[To be done]: Pull out every line of the records that contains the word "white", matching case exactly.

[Records supplied]:
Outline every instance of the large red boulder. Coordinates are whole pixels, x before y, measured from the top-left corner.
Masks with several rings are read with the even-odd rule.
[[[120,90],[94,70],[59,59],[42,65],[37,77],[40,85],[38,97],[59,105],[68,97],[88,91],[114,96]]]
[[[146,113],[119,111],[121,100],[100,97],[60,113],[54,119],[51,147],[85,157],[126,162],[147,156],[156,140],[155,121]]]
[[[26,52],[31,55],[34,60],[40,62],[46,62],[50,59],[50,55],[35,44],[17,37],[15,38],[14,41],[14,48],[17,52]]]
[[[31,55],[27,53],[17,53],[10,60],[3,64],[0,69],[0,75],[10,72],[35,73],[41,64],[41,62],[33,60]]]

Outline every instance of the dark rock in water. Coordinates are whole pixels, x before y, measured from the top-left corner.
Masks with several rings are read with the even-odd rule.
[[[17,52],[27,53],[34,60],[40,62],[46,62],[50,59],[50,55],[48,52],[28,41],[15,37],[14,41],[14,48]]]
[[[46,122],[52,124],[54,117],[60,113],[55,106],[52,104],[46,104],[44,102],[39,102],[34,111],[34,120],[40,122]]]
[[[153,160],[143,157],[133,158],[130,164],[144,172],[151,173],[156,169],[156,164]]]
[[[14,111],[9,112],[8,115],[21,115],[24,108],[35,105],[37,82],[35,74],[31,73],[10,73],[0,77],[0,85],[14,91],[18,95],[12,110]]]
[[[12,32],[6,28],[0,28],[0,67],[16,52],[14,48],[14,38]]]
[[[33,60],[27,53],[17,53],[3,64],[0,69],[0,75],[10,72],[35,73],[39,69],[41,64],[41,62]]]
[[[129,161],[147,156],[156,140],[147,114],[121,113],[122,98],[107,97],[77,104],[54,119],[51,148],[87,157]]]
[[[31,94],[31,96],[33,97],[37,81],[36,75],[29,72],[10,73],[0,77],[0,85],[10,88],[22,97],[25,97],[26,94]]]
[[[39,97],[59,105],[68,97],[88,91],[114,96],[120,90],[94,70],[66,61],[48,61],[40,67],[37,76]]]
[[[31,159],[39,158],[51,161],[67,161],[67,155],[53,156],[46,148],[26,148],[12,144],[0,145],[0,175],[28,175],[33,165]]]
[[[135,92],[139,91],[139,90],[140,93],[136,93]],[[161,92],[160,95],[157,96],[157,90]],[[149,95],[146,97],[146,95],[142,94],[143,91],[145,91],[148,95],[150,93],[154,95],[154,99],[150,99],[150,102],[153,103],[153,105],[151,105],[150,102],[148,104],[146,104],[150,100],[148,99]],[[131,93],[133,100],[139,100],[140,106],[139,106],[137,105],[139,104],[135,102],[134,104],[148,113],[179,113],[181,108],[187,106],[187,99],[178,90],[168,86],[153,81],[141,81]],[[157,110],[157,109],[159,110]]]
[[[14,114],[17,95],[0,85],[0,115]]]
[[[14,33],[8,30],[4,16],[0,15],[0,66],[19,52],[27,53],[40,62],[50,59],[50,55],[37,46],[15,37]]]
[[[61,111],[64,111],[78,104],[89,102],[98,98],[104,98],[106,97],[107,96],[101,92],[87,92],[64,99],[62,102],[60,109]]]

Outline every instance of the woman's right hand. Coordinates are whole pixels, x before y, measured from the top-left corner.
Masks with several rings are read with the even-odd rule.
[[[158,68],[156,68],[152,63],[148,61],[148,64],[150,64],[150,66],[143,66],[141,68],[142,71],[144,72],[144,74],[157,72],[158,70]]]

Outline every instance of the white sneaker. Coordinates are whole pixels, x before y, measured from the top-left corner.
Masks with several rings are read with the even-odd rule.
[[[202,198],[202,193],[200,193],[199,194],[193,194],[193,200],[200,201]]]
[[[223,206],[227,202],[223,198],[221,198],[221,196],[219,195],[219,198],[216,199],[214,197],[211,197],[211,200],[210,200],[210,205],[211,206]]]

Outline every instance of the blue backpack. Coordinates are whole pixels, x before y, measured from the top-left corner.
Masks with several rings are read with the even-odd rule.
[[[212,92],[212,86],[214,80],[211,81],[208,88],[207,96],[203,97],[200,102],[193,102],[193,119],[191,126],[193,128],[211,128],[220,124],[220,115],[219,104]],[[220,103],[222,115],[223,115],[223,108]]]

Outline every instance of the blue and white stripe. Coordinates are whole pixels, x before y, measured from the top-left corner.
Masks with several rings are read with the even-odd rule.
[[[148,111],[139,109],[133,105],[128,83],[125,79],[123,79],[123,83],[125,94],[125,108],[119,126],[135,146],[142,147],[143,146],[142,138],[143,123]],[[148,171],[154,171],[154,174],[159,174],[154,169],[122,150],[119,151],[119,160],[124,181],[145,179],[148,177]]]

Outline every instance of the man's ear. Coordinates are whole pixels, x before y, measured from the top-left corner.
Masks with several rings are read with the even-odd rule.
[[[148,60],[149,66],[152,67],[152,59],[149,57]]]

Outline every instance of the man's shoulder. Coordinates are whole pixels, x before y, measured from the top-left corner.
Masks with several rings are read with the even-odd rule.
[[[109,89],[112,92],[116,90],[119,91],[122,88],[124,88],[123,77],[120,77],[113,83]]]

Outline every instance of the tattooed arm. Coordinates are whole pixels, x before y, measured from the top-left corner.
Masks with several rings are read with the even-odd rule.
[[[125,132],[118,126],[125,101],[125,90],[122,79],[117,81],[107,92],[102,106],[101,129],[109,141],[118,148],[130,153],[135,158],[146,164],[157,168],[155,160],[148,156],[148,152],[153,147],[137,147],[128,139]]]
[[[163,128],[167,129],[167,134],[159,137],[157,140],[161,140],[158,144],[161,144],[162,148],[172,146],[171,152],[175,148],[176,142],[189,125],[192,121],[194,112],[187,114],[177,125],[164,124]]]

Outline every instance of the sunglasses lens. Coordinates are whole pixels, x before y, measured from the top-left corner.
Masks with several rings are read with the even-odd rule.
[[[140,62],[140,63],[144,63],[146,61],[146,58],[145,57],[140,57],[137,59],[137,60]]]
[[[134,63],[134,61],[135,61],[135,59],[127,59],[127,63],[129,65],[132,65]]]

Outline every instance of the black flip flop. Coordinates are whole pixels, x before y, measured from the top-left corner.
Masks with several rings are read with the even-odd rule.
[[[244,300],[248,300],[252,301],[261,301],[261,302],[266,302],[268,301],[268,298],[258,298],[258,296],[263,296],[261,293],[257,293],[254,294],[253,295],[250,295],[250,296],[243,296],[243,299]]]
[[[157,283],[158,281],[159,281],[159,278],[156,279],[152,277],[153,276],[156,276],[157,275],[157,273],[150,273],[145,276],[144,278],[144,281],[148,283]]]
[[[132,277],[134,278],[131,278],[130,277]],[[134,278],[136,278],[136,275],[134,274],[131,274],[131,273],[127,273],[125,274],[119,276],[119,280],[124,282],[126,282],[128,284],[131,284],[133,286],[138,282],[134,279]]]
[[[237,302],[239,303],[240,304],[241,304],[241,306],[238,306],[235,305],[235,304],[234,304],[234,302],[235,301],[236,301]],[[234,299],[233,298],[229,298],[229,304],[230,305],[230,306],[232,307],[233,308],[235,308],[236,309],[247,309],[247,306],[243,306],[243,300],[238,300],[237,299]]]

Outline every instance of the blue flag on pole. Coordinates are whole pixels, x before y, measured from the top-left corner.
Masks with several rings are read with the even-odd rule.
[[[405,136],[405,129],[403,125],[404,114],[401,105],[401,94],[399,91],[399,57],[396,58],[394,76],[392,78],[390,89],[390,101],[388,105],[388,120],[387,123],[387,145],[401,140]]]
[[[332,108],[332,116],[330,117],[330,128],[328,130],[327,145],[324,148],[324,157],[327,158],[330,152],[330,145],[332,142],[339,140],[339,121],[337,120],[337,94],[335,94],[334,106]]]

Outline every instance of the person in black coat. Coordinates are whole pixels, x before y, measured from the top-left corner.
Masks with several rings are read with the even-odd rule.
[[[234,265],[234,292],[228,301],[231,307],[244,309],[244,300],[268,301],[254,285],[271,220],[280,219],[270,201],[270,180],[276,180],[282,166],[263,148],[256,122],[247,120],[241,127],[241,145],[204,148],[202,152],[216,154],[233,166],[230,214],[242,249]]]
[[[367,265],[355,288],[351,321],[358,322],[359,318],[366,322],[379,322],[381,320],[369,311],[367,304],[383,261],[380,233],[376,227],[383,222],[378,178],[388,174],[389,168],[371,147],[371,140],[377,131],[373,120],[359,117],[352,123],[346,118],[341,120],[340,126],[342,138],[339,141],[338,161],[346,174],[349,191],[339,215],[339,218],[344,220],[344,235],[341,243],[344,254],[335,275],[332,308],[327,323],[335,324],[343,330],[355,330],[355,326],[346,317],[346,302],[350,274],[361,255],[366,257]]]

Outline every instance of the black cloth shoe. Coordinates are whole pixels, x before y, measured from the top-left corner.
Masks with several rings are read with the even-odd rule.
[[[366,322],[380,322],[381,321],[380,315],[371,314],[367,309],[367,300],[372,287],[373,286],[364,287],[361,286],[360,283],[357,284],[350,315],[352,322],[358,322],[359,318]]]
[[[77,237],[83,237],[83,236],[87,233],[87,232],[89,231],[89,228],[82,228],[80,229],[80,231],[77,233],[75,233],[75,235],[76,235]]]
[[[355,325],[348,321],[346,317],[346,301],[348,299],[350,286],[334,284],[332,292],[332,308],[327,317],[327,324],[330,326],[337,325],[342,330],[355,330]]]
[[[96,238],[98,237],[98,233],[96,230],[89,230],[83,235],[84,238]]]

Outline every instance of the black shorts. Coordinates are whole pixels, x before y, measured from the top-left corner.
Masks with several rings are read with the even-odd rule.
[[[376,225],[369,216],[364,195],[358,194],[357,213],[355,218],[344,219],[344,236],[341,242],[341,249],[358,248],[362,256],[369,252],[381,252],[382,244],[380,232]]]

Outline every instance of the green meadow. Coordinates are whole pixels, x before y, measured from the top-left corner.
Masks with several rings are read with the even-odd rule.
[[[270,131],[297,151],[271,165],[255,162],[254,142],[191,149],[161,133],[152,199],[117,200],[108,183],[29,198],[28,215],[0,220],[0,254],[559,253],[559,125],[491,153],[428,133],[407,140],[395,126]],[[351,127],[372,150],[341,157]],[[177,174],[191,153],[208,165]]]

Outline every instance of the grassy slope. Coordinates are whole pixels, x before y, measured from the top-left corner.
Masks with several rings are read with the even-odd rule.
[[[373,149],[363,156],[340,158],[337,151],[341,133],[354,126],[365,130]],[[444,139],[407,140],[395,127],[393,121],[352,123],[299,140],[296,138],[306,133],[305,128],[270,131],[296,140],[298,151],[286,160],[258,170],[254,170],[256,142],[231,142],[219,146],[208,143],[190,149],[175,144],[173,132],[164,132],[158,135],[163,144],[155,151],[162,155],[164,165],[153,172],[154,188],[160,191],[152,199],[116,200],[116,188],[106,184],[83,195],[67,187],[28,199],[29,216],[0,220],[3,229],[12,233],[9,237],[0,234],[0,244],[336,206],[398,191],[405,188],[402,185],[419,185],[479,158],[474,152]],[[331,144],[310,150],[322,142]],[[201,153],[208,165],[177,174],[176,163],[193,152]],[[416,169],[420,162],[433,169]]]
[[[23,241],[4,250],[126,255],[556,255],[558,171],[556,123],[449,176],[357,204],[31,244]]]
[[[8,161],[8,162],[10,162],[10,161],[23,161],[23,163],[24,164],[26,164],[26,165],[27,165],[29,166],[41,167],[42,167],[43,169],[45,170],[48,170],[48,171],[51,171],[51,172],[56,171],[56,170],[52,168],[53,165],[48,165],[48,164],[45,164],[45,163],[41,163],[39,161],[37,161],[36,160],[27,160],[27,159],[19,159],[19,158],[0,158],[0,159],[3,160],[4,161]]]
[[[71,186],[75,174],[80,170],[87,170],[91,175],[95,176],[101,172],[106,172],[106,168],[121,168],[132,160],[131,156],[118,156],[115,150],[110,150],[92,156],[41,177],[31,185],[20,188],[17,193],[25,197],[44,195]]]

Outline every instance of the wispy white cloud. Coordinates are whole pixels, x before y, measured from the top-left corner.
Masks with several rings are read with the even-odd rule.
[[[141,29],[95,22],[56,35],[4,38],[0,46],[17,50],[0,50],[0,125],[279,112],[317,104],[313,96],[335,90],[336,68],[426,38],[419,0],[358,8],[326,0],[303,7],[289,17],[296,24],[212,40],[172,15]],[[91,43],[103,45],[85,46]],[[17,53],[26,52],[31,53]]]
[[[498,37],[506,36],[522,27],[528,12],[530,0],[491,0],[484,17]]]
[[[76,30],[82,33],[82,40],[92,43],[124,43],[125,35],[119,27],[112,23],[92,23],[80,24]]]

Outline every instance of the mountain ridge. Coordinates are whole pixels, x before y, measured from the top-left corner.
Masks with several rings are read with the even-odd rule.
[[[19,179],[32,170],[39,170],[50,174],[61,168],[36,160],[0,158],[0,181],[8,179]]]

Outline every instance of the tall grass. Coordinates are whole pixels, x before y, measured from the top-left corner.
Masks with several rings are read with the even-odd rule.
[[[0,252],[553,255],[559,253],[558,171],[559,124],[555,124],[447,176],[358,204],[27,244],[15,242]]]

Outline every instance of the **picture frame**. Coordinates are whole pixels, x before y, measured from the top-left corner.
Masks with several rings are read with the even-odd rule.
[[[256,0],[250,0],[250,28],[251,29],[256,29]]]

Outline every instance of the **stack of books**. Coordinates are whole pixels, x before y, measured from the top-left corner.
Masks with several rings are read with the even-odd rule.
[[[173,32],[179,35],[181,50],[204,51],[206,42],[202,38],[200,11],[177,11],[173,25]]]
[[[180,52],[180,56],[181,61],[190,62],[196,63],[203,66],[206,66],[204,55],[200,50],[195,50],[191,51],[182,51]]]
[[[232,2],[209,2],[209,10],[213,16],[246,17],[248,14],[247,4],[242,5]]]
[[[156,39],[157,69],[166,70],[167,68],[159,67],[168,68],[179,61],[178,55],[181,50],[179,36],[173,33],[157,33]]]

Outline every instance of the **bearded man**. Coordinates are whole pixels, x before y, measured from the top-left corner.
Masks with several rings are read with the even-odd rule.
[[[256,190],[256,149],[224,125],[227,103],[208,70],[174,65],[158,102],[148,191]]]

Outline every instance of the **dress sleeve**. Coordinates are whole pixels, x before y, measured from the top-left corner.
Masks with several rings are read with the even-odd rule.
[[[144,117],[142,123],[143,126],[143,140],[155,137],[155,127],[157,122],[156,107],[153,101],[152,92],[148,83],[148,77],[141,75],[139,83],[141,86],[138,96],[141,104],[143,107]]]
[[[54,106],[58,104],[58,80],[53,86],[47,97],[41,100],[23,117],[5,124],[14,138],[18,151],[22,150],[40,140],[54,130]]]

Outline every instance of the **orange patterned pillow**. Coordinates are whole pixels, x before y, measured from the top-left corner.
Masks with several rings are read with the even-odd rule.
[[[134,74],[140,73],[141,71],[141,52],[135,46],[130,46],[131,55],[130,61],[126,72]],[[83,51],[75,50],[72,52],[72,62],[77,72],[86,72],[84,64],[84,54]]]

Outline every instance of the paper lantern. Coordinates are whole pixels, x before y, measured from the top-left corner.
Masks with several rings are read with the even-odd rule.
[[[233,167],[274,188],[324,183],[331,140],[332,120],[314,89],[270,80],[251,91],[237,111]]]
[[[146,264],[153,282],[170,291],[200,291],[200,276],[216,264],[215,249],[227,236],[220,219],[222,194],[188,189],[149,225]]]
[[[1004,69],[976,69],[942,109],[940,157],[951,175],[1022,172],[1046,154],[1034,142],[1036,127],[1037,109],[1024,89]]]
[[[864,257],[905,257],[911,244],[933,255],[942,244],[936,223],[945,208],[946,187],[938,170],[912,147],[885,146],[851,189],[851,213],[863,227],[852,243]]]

[Solution]:
Outline every instance of the white sneaker. Coordinates are whole pixels, x before y, measured from the top-left corner.
Outline every instance of the blue and white stripe. Coordinates are whole pixels, x before y, measured from the top-left corner.
Outline every instance of the wispy white cloud. Coordinates are whole pixels, x before y, measured from the top-left corner.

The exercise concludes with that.